## Instructions to follow
Pick out each line in the rows below that contains the string "wall", and copy those lines. Case counts.
--------------------------------
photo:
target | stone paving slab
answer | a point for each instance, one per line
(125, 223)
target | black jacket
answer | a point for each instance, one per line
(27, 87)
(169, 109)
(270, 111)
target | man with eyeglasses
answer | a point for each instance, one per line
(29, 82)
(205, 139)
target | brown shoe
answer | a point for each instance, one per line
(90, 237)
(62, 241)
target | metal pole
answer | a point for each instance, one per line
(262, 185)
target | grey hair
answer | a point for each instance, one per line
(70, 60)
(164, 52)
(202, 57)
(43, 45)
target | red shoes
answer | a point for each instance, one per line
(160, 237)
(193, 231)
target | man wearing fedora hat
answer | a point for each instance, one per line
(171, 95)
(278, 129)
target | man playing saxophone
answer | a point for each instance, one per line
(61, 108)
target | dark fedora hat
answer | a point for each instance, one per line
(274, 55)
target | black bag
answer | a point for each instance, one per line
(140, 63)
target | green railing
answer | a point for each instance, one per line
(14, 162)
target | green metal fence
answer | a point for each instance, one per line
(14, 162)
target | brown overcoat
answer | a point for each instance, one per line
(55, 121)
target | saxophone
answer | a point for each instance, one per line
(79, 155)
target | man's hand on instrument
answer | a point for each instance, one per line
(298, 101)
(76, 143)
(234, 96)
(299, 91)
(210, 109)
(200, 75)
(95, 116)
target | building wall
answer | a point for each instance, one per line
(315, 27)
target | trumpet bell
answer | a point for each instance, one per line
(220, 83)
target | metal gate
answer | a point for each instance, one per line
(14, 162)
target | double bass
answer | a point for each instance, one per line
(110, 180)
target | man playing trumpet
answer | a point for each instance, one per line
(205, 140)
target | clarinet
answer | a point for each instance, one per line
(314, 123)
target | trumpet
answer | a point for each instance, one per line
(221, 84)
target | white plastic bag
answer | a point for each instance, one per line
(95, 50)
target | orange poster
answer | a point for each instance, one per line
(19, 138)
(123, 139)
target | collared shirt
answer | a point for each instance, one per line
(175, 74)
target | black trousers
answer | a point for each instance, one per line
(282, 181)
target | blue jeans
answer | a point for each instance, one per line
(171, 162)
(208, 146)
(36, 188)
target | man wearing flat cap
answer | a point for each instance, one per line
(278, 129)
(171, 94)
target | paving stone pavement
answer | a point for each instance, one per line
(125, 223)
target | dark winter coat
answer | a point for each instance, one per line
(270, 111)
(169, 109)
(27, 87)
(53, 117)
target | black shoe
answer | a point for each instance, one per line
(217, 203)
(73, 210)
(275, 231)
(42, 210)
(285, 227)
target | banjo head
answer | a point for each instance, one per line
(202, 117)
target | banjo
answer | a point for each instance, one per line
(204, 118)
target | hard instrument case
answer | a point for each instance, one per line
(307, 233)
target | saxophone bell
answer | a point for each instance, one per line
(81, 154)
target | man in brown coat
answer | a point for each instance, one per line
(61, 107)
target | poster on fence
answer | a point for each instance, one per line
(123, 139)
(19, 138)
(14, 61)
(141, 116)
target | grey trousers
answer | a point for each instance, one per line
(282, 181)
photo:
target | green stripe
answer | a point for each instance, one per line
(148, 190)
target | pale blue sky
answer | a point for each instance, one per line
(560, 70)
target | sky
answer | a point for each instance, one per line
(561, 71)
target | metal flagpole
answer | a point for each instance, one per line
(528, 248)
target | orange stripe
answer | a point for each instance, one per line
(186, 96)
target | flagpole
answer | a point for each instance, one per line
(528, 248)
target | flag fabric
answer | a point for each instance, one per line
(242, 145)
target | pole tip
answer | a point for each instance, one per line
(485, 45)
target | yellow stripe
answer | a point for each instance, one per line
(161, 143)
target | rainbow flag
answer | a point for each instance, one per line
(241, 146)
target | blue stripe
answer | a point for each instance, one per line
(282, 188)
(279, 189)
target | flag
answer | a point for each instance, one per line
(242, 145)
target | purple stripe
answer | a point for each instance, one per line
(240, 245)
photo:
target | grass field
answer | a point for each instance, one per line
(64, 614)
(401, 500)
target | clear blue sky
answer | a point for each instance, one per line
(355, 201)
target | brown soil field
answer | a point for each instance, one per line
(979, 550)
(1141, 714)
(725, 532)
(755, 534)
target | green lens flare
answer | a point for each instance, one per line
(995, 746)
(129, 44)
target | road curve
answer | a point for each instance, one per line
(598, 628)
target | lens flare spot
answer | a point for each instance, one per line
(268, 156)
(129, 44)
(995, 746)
--------------------------------
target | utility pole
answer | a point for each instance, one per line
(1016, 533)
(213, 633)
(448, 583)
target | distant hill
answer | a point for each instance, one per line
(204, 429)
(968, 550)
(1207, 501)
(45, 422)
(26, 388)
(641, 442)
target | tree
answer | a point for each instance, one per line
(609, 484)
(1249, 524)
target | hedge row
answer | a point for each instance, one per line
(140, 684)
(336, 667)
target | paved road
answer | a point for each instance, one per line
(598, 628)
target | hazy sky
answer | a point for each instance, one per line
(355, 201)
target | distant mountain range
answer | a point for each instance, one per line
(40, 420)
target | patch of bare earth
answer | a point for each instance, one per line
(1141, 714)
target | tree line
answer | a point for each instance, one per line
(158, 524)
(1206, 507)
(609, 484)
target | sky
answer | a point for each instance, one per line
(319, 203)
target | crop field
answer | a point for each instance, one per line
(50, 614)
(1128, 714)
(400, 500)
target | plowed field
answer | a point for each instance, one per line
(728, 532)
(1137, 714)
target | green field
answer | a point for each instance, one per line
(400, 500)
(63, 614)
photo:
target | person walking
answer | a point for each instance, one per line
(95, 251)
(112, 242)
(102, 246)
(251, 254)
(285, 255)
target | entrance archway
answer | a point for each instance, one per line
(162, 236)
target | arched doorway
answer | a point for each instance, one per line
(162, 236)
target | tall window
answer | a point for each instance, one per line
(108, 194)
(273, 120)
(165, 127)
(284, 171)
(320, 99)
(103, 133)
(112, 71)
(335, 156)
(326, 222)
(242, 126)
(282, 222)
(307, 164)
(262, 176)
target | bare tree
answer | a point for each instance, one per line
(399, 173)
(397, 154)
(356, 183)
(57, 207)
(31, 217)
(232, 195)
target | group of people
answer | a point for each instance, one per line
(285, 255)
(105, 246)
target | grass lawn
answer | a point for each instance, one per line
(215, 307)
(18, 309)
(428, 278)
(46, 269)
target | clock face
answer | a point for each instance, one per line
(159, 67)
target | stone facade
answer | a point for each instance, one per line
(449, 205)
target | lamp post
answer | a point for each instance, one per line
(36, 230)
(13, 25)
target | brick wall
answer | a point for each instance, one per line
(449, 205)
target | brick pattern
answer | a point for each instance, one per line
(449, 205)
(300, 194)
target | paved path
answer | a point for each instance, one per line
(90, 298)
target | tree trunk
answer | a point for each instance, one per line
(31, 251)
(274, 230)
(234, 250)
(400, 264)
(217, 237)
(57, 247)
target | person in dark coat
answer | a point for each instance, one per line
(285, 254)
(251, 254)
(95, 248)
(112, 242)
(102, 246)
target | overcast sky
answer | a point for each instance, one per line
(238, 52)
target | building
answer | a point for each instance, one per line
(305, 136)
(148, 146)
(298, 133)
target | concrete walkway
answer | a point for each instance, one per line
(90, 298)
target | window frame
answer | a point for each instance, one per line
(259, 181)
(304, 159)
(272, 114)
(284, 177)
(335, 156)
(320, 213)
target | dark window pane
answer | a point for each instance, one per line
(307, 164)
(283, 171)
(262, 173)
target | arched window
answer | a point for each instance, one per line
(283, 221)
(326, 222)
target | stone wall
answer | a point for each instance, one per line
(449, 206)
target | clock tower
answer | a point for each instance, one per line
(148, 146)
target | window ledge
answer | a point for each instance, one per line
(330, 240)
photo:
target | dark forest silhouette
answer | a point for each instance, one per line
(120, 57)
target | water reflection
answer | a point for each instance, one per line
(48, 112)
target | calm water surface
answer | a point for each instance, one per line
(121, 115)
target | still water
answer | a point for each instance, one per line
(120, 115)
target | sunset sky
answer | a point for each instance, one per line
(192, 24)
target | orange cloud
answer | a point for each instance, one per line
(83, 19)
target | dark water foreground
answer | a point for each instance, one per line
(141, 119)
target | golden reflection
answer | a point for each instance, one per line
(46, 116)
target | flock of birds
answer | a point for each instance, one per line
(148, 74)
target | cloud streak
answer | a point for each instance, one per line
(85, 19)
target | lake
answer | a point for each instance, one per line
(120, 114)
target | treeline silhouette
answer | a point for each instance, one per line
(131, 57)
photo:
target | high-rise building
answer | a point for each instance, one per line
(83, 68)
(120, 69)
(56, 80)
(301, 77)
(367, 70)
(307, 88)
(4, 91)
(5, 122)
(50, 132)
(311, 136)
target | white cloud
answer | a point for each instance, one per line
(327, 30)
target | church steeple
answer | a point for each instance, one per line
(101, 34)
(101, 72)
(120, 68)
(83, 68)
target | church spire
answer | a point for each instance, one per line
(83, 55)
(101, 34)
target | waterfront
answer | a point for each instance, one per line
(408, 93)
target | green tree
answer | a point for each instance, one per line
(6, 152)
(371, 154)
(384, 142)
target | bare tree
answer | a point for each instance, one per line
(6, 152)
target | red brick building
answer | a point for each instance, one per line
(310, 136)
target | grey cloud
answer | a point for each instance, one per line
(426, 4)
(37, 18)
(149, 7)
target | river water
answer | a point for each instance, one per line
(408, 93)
--------------------------------
## Answer
target | building wall
target | brick wall
target | stone wall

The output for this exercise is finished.